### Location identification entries
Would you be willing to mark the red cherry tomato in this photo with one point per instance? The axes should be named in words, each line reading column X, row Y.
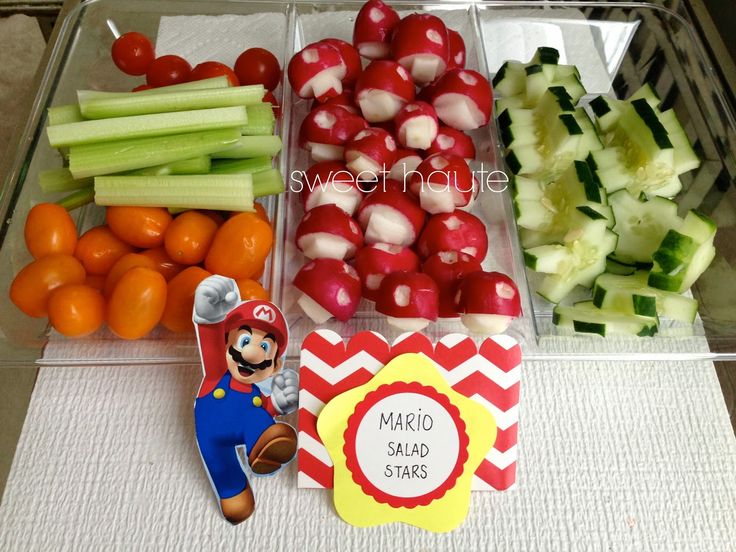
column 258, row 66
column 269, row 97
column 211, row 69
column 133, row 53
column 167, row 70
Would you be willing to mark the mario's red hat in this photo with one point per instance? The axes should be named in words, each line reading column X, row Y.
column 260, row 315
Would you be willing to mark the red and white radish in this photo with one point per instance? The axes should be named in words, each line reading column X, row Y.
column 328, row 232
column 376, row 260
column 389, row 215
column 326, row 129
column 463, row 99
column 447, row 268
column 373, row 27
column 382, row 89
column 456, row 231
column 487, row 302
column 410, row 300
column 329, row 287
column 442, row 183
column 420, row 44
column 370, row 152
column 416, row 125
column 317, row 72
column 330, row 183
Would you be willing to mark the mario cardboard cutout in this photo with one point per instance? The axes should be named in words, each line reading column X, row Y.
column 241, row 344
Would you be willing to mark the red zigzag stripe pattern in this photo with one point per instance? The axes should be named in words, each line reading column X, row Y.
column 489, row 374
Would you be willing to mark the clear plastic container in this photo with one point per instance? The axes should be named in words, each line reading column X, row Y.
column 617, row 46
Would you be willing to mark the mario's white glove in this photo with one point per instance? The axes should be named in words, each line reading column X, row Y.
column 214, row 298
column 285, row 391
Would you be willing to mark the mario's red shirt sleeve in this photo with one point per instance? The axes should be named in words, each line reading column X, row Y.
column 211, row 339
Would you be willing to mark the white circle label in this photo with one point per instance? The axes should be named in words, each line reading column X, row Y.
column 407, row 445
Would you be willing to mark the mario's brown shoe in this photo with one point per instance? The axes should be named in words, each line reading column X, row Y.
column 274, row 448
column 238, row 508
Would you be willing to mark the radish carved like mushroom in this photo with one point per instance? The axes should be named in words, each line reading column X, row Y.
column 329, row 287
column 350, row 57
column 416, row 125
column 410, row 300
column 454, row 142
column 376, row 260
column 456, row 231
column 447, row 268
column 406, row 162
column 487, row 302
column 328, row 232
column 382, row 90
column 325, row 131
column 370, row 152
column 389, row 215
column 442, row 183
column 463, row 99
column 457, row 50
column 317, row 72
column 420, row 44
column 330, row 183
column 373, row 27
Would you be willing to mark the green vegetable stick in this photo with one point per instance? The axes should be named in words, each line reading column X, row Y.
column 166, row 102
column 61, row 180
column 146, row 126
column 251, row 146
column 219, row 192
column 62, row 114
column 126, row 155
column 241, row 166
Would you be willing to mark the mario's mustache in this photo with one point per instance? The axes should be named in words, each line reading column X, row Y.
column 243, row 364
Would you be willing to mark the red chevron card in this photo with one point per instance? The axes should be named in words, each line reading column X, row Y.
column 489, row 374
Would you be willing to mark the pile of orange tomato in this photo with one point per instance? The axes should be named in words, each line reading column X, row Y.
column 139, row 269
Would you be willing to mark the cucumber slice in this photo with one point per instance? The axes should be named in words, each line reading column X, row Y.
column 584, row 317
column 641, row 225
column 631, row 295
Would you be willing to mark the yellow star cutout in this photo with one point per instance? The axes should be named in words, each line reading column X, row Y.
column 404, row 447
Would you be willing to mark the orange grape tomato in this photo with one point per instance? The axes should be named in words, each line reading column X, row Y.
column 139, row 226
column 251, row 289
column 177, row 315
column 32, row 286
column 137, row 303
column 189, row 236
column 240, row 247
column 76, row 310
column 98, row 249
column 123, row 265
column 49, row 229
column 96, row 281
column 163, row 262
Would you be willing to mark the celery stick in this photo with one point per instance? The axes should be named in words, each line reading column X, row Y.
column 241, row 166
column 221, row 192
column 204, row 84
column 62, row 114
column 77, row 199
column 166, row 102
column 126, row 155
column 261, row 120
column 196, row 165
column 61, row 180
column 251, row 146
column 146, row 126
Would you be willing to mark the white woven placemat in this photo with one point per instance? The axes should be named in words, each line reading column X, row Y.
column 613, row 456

### BRIEF
Copy the lines of the entries above word for word, starting with the line that contains "Would you be willing to mark the cucumber" and continuing through the line that contains "column 163, row 262", both included.

### OUTPUT FOR THIS EXERCISE
Would you be willing to mark the cucumber slice in this photo with one point per instance? The axes should be named in words, each line reading column X, row Y.
column 584, row 317
column 641, row 225
column 631, row 295
Would you be willing to mark the yellow star cutout in this photo with one point per instance? The axes should be named in words, each line reading column X, row Y.
column 404, row 447
Would you be willing to mark the orange grape tomato in this photo with one point per instance? The axes should be named in words, each line reading column X, row Y.
column 139, row 226
column 251, row 289
column 177, row 315
column 32, row 286
column 137, row 303
column 189, row 236
column 240, row 247
column 76, row 310
column 98, row 249
column 123, row 265
column 49, row 229
column 96, row 281
column 163, row 262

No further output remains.